* Exercise
Rescale the data from the line with "like [637, 122]." up to and including the line with "[1039, 490]". Reproduce every line in that span, requests included, with each coordinate in the answer points multiplied by 0.35 and rounded to a whole number (halves up), leaving the requests and their format samples unchanged, and output only those lines.

====== Information shown ======

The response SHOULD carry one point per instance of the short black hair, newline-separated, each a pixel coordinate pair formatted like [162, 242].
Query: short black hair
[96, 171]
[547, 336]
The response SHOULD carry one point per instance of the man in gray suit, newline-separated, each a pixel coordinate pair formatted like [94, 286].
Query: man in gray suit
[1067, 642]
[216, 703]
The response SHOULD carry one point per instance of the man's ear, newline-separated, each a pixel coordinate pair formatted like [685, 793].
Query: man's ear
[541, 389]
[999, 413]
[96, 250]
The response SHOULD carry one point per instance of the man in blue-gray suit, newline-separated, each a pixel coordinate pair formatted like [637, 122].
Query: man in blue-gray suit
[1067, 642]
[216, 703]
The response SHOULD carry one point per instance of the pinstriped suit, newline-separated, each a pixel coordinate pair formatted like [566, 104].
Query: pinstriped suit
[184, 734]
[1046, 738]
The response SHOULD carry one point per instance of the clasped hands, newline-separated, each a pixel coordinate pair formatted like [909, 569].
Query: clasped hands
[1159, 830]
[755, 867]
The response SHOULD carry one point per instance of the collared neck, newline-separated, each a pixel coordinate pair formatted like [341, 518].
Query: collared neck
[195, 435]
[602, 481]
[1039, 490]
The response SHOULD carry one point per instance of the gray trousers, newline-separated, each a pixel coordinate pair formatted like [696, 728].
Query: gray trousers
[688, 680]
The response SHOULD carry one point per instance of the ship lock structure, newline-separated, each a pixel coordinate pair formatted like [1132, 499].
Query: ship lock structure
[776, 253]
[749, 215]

======

* Reply to the exercise
The response SHOULD carry one point per instance of the man in blue-gray suit, newline-separated, each a pixel coordinate pair formatted like [637, 122].
Query: man in blue-gray suit
[373, 225]
[76, 246]
The response SHOULD carry one point per instance of the pinstriped suit, newline-separated, each a pixel coordinate pair formatted like [566, 104].
Query: pinstriped suit
[64, 257]
[366, 258]
The response SHOULD carry one point per instance of the clasped hands, newline-separated, each a pixel coordinate pair formatted like [909, 569].
Query: clasped hands
[406, 291]
[264, 303]
The response SHOULD carry one point per instance of the collared neck, newline-separated, each a pixel coordinate pair formatted like [341, 518].
Query: collared neck
[68, 152]
[211, 168]
[364, 172]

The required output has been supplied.